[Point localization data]

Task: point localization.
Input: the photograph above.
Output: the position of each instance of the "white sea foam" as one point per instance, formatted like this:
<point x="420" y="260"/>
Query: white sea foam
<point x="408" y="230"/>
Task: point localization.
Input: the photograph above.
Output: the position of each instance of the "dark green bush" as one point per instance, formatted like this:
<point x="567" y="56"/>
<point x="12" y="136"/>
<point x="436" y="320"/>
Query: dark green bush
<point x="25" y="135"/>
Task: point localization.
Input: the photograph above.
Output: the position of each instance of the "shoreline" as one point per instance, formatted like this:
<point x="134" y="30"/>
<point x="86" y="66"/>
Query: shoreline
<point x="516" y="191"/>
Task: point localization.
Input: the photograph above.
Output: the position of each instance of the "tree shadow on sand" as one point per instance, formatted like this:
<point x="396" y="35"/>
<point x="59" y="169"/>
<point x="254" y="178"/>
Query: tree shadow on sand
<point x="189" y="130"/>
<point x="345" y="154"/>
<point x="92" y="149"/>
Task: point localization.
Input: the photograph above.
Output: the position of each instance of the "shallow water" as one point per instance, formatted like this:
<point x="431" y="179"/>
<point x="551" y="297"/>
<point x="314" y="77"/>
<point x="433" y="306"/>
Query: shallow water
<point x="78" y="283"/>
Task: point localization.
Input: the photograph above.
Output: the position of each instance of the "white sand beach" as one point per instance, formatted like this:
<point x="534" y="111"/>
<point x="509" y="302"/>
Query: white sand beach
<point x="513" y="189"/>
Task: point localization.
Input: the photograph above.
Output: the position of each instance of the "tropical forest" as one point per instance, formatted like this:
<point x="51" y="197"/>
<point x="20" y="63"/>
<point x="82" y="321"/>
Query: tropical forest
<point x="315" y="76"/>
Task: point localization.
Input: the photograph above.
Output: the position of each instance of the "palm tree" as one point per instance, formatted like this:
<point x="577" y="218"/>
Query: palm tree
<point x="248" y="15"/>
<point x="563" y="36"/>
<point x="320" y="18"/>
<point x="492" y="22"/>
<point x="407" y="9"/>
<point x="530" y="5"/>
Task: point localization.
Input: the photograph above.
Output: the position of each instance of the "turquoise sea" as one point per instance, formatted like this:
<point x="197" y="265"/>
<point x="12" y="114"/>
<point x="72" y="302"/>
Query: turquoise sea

Prompt »
Go through the entries above and pull out each line with "turquoise" in it.

Answer box »
Output: the position of each instance of the "turquoise sea" as one point per instance, formatted like this:
Query: turquoise sea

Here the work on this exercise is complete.